## Work request
Copy the lines below verbatim, but only from the line containing "Q: Point out each instance of the paved ground" through the end of the data.

## Supplied records
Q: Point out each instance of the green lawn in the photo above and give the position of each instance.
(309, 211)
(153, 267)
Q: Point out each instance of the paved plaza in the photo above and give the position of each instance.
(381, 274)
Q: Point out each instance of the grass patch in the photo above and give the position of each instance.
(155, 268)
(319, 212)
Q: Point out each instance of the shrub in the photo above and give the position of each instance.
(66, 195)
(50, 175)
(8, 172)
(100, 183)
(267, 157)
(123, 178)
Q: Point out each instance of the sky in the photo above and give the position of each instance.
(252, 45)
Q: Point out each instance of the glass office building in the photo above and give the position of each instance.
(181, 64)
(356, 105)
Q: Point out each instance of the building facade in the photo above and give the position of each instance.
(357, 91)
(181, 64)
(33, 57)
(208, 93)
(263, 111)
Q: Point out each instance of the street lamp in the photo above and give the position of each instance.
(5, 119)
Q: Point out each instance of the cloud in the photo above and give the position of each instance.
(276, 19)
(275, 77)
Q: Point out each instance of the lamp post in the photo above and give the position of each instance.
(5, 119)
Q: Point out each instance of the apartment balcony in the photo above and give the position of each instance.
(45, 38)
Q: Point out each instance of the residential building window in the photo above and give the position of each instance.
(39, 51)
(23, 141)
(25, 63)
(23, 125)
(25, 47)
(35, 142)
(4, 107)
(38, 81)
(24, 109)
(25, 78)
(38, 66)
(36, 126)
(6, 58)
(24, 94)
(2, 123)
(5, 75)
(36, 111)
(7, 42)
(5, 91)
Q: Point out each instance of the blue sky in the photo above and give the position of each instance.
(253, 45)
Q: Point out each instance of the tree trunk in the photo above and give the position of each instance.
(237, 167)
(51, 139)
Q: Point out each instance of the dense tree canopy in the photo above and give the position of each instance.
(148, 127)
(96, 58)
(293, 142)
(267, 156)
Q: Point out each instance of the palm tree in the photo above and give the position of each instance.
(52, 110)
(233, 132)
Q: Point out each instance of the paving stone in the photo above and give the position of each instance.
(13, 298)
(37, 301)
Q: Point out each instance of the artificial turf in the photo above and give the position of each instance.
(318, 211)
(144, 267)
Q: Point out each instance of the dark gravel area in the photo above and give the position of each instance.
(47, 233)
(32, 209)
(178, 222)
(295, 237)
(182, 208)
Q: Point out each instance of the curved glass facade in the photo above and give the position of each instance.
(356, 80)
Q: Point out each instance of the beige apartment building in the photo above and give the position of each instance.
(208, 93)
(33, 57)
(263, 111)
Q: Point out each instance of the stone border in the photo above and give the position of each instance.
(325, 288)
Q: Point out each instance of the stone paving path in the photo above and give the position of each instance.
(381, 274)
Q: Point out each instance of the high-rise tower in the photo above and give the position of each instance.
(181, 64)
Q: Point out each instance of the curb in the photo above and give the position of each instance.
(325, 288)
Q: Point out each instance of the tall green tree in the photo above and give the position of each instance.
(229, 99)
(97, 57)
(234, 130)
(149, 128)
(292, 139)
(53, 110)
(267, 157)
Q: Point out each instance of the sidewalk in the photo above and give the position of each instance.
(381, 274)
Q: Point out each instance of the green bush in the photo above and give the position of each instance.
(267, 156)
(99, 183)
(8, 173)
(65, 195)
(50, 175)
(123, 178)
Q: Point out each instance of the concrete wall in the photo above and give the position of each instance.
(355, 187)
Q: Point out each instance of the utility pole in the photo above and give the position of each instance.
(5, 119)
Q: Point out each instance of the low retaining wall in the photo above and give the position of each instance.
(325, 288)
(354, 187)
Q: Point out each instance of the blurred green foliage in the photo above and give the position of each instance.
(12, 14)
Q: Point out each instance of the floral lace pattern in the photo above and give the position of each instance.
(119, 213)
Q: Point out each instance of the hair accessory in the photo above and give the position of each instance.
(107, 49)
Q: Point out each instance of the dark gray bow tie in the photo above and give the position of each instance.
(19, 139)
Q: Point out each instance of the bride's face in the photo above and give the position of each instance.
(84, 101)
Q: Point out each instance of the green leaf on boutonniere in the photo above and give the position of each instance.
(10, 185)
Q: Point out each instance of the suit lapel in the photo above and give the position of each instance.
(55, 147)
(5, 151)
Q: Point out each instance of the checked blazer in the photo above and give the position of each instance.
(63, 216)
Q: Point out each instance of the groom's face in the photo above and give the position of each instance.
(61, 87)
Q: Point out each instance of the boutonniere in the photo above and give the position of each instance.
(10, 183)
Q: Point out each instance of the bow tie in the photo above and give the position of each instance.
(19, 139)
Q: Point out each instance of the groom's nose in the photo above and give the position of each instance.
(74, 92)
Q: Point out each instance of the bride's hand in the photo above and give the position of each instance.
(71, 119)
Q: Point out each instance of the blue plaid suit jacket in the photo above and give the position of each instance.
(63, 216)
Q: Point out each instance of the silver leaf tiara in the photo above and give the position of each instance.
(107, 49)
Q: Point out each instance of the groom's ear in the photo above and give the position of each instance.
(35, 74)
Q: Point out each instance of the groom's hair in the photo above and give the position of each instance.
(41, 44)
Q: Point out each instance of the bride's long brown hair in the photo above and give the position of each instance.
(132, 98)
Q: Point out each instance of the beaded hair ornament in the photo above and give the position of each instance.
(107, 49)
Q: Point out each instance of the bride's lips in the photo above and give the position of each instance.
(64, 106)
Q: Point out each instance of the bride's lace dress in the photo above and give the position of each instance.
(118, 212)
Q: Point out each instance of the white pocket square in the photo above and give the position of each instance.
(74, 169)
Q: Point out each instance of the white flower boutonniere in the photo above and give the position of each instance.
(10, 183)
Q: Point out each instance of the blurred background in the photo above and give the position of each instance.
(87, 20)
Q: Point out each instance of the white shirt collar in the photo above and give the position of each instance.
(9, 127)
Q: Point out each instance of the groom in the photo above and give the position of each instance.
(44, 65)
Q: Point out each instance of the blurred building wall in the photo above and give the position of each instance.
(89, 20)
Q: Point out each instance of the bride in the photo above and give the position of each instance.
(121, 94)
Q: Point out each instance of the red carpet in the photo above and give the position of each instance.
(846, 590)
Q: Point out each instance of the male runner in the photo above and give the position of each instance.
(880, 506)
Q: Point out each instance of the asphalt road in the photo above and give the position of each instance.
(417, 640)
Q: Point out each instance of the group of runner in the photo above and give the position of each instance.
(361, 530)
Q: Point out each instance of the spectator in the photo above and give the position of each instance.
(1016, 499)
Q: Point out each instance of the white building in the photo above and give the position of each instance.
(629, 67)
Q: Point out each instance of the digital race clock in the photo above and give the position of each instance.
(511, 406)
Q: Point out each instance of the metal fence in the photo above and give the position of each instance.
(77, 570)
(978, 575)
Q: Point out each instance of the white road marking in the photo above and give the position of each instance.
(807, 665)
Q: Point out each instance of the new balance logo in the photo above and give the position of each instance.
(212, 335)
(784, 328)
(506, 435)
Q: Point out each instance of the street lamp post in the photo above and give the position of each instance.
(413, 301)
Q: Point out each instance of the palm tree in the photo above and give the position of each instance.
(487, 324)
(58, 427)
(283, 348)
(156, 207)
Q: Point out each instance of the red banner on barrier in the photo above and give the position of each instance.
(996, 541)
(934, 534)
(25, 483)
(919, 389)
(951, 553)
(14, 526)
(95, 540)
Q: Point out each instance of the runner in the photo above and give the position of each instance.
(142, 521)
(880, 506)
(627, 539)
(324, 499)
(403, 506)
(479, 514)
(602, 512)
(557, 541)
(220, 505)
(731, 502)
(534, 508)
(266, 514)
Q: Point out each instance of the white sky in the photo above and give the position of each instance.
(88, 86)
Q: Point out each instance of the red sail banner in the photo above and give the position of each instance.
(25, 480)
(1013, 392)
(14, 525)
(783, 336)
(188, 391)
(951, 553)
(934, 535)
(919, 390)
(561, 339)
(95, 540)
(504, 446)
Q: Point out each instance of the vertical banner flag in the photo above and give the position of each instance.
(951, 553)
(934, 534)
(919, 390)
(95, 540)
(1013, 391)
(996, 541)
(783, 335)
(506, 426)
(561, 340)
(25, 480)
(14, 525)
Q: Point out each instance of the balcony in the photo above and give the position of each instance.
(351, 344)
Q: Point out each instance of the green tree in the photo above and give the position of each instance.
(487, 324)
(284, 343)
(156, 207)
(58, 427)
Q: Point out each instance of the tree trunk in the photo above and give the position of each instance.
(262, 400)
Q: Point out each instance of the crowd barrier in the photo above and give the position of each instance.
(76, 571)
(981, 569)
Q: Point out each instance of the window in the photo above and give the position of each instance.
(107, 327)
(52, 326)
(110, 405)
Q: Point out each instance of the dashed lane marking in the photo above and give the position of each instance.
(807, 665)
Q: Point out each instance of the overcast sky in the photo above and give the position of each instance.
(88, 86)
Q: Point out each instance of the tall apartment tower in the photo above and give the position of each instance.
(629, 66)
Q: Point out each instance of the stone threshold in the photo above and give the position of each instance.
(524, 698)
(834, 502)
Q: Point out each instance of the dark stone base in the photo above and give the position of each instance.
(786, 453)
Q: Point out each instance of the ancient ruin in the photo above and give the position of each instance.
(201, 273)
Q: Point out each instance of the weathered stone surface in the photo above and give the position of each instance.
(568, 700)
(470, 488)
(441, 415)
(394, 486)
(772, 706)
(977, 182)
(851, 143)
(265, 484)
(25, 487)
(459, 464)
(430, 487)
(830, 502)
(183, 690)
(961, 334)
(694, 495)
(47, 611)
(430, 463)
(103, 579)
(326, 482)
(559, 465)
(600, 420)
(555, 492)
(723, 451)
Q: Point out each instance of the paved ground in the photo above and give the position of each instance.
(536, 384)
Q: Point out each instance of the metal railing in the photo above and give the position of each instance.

## Result of this exercise
Q: Point out each instance of the paved ground in the photo above and give the position of each instance.
(536, 384)
Q: Point out each instance of the metal railing in the photo above and give the position of each instance.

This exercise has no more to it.